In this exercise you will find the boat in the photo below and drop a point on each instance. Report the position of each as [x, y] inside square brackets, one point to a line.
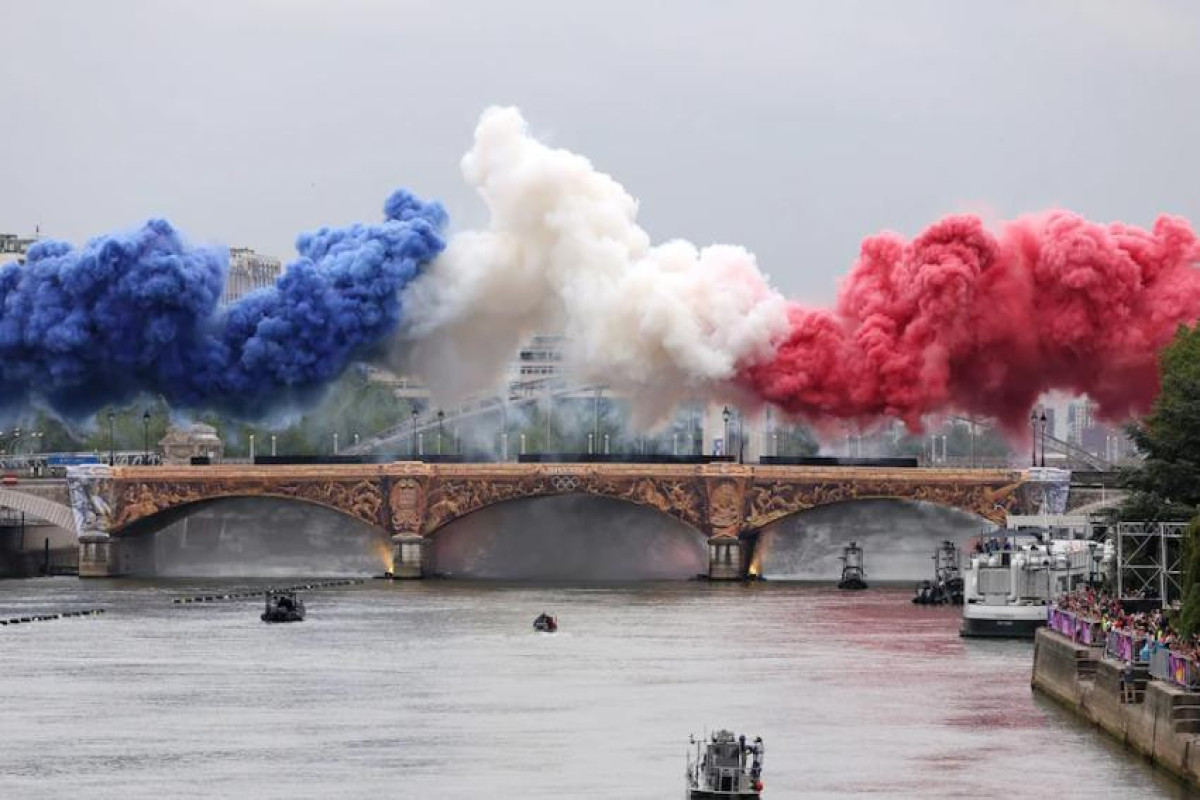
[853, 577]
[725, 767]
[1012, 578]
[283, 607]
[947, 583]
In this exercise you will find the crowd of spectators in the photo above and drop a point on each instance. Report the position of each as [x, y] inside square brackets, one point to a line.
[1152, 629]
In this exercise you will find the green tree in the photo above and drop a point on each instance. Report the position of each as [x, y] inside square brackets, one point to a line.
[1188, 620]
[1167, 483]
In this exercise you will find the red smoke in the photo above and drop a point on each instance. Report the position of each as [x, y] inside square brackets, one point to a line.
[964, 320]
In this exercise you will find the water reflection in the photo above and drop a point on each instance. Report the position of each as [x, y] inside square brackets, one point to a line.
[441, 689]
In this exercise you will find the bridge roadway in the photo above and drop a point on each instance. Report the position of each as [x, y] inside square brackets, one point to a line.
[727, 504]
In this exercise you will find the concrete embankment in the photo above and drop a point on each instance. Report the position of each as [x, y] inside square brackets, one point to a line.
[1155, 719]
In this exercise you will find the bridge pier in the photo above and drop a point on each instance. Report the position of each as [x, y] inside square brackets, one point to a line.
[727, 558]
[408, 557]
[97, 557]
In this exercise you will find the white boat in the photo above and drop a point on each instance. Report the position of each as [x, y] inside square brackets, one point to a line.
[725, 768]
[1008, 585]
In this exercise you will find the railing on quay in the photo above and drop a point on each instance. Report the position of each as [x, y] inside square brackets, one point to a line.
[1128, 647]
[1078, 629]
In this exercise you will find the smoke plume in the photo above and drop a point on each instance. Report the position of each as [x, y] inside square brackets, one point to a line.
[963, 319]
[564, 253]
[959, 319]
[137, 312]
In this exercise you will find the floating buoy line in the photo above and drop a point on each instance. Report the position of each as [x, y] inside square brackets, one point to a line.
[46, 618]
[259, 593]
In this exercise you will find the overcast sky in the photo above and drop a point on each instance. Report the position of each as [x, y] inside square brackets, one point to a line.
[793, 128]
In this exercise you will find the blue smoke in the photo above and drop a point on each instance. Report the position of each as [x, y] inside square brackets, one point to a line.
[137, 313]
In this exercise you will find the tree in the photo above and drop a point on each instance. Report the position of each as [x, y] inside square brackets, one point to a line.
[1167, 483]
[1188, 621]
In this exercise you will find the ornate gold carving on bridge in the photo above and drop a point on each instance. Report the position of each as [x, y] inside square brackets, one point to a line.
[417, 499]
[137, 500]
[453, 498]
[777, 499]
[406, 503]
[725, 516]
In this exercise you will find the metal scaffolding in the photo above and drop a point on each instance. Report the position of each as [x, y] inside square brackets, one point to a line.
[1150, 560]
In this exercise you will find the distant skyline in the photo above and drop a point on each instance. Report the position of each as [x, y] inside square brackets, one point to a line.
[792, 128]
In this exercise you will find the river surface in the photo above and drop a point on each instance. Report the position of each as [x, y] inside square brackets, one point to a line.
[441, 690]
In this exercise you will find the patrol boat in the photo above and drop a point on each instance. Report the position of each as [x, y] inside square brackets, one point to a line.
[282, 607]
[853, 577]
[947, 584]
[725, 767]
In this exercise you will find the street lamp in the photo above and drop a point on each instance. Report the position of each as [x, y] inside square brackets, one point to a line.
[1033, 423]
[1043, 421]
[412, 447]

________________________

Can you output, unchanged, every line from the one containing "In this exercise you will find the river" through the last line of the records, both ends included?

In this exercise you will find the river surface in the photo above and drop a point on each instance. Report the position of each as [x, y] inside square brackets, one point to a line.
[441, 690]
In this exercise you will find the patrol boat in the photo above and drop a point on each instance. Report the position of each as [x, y] inside square brackets, one point to a line.
[282, 607]
[853, 577]
[947, 584]
[725, 767]
In this exercise you will find the street lamp in the photo above and drop a point on each instance. Report the position of each as [x, y] inside square brackets, one point to a line.
[1033, 423]
[1043, 421]
[412, 447]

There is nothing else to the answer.